● **Document section**:
----

Apologia: The Fullness of Christian Truth


``Where the Bishop is, there let the multitude of believers be;
even as where Jesus is, there is the Catholic Church'' Ignatius of Antioch, 1st c. A.D


Christmas Recipes

Eggnog (No alcohol)
Wassail
Adult Drinks
Roasted or Boiled Chestnuts
Mince Pie Filling ("Mincemeat" without meat)
Stollen
Marzipan



Eggnog (no alcohol)

2 eggs
Juice of 1 orange
1 can Eagle Brand Sweetened Condensed Milk
1 TBSP vanilla
1/4 tsp. nutmeg
1/4 tsp. cinnamon
1/4 tsp ground cloves
1/2 pint whipping cream (heavy cream)
1 quart milk

In blender or with mixer, mix eggs, orange juice, Sweetened Condensed milk, vanilla, and spices. Pour into punch bowl. Whip the cream to soft peaks and add. Add milk and stir. Makes 1/2 gallon.

----

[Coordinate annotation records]
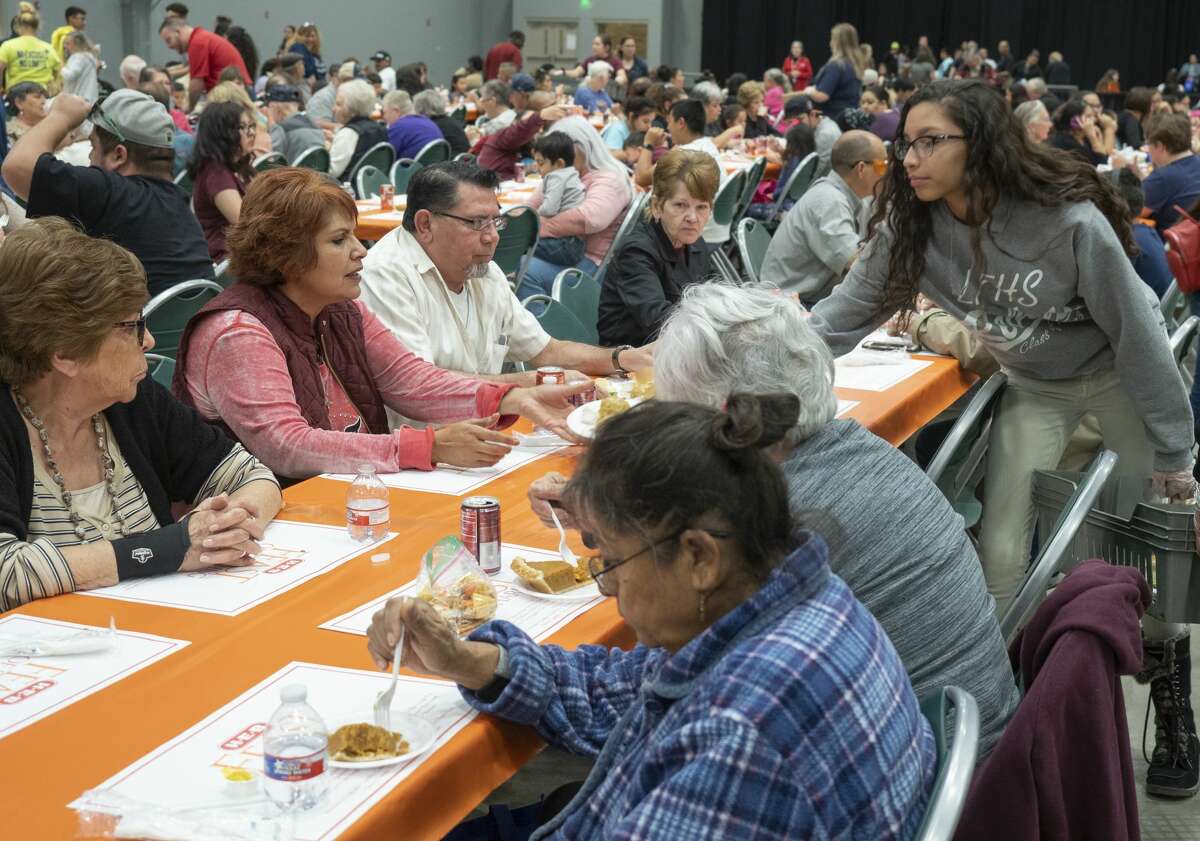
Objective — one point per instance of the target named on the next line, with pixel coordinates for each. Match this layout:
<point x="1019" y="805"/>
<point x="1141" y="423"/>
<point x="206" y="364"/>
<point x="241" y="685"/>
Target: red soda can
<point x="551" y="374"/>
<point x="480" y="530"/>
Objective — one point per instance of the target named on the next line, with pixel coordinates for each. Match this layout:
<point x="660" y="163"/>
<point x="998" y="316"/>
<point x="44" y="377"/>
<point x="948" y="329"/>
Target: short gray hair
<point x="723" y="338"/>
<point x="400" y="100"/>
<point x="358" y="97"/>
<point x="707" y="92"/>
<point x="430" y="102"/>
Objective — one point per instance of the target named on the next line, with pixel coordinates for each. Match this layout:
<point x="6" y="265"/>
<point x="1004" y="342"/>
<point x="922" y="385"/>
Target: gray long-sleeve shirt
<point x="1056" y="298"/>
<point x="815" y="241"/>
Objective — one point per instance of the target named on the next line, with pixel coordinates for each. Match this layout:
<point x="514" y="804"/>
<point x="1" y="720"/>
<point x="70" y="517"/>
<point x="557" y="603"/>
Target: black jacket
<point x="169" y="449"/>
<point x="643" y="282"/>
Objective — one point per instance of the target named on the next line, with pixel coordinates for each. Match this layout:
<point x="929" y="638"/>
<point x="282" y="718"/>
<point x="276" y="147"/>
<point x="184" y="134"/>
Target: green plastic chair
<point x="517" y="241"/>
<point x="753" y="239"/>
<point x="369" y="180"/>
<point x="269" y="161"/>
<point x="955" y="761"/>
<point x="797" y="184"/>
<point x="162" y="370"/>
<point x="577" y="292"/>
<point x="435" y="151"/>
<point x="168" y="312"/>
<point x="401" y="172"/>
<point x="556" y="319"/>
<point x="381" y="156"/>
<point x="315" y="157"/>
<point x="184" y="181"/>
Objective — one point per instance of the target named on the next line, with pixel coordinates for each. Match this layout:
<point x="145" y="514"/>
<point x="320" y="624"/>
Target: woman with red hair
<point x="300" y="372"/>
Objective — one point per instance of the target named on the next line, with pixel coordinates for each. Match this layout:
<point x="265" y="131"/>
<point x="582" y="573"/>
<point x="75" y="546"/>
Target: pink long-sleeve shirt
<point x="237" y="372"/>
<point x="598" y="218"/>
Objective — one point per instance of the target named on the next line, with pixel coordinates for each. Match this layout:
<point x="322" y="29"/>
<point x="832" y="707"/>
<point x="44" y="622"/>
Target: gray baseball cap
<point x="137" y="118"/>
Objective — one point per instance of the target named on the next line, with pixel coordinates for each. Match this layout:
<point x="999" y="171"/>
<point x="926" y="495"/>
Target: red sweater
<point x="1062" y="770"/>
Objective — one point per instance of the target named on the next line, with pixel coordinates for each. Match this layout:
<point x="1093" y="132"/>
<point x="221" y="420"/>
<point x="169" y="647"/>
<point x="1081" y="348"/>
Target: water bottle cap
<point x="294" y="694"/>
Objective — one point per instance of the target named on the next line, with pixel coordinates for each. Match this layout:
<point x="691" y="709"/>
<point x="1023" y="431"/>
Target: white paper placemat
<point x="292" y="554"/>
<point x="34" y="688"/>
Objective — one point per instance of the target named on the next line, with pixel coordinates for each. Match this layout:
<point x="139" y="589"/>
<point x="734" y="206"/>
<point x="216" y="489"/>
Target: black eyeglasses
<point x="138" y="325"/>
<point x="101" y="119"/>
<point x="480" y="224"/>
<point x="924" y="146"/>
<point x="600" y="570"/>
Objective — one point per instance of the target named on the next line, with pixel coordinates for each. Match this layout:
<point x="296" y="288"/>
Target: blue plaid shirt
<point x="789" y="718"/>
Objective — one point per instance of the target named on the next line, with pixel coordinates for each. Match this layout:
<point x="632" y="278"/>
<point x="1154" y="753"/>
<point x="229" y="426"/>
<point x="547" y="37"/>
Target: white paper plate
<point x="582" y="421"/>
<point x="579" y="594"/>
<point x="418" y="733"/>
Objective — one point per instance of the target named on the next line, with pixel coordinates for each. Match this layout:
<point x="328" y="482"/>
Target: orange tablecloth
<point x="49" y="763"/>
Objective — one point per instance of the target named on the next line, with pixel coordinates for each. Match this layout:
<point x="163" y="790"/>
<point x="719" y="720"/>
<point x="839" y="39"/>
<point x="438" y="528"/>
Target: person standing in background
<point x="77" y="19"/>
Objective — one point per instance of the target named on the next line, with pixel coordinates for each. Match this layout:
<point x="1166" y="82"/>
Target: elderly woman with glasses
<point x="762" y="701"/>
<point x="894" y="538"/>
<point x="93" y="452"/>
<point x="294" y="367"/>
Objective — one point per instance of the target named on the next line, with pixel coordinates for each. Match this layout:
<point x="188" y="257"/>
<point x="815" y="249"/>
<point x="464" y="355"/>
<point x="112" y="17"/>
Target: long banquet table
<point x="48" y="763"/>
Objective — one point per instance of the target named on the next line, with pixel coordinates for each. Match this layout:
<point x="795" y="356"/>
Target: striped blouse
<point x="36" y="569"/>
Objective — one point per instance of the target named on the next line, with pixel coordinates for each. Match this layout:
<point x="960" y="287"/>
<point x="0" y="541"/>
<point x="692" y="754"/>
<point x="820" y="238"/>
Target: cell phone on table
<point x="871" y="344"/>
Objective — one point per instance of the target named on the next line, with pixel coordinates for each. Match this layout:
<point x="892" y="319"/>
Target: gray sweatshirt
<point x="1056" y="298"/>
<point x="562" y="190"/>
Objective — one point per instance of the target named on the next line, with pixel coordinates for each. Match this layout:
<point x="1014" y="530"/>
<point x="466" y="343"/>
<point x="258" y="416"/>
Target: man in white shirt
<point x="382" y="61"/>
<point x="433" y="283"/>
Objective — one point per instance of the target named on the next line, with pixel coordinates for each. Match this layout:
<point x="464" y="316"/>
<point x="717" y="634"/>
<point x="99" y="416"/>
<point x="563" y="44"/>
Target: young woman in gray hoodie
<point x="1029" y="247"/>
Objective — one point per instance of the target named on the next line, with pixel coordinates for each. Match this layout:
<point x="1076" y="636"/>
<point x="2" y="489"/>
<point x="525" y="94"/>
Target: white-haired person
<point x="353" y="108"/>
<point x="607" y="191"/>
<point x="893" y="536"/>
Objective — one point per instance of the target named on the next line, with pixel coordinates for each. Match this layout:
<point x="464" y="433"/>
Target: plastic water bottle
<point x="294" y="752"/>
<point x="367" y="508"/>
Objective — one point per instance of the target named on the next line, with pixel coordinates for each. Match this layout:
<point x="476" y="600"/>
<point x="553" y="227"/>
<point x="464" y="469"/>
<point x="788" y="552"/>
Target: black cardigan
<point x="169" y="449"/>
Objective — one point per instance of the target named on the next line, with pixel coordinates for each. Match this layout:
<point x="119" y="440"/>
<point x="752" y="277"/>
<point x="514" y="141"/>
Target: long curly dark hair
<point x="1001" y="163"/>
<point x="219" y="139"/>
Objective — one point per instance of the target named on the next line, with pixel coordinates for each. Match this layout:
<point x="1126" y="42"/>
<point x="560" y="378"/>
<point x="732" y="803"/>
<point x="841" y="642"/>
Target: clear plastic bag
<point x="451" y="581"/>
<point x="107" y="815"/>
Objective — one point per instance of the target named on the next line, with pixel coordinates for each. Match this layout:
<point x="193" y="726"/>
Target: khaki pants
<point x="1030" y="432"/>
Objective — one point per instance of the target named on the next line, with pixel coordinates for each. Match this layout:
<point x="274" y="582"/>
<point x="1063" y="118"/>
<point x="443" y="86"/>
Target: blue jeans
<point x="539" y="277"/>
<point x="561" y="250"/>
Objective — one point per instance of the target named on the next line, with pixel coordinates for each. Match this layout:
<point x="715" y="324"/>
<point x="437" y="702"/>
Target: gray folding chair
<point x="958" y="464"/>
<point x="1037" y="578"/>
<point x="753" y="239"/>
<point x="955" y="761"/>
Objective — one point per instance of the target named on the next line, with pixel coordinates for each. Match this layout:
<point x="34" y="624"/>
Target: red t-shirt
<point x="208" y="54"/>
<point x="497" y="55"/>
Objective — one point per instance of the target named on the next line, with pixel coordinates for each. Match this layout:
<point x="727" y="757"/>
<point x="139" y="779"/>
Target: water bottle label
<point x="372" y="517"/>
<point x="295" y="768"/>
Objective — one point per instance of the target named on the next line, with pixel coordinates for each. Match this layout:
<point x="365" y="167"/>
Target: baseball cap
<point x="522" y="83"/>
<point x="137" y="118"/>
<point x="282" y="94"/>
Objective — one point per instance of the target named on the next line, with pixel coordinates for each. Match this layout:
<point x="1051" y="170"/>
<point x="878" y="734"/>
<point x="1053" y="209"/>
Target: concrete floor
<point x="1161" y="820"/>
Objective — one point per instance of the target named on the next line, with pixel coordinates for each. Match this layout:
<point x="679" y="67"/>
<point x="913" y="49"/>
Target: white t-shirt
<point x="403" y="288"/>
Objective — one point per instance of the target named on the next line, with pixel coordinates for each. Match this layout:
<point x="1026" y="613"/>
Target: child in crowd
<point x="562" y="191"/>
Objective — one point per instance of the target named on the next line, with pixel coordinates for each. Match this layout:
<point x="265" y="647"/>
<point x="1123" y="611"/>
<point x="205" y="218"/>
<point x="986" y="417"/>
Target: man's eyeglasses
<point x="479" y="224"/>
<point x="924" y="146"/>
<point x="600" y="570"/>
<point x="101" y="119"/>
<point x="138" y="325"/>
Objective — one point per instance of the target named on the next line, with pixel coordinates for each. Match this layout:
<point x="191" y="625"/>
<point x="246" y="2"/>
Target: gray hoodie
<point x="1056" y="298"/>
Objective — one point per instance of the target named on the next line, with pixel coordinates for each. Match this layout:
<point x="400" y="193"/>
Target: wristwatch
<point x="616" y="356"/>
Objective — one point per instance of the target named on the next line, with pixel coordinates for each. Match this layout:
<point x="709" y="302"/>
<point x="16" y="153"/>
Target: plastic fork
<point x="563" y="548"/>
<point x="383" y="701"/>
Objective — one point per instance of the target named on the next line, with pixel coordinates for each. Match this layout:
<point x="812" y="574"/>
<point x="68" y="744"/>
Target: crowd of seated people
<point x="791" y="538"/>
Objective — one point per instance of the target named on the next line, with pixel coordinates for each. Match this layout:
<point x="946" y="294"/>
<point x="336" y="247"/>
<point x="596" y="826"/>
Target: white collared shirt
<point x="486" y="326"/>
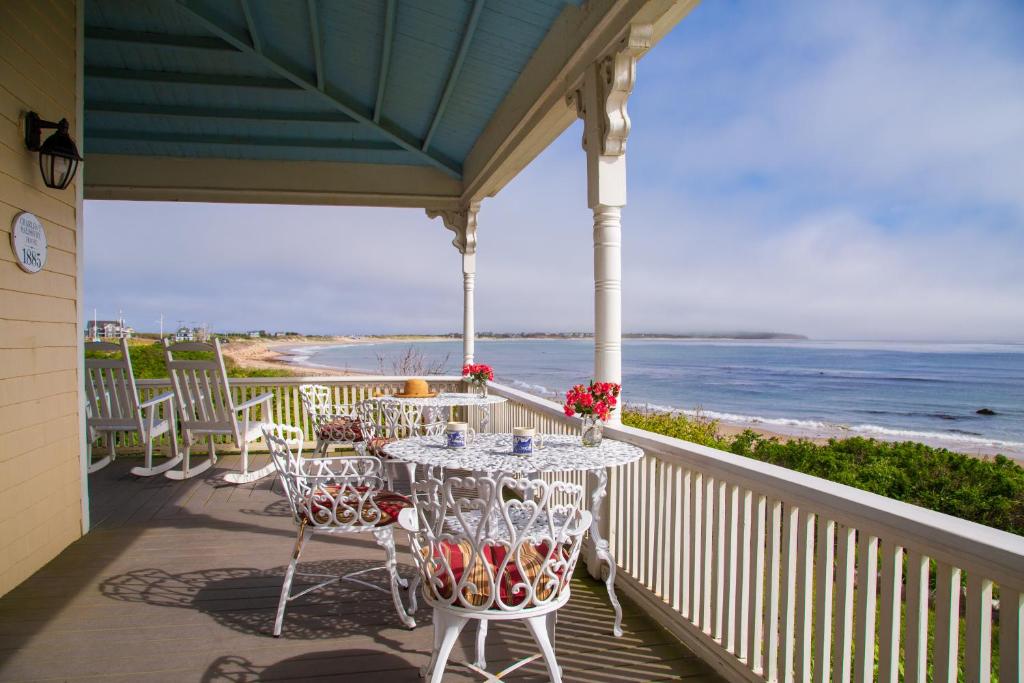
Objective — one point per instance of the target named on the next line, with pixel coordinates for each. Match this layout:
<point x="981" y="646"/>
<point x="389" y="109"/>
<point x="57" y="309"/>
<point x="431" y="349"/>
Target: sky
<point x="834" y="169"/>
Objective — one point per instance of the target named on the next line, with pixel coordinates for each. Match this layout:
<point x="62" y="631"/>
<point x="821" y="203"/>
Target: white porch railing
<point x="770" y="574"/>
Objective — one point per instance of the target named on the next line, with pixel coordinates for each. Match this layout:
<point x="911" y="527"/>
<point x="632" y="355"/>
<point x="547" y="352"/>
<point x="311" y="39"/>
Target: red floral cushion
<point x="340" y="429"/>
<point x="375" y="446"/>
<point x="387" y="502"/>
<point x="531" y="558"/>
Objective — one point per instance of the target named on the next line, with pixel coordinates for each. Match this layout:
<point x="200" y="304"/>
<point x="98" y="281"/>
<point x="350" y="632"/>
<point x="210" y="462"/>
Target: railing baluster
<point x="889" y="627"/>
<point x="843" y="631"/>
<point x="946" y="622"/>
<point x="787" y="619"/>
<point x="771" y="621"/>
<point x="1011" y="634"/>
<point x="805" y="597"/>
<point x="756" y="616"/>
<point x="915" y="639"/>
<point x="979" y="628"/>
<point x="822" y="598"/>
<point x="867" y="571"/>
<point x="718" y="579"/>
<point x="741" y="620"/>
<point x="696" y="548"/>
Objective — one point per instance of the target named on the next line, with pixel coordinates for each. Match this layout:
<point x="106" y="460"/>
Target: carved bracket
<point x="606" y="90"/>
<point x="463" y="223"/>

----

● **Given exercise**: Repeat word for word the passage of the Christmas recipes page from "1 quart milk" up to and including "Makes 1/2 gallon.".

● **Exercise result**:
1 quart milk

In blender or with mixer, mix eggs, orange juice, Sweetened Condensed milk, vanilla, and spices. Pour into punch bowl. Whip the cream to soft peaks and add. Add milk and stir. Makes 1/2 gallon.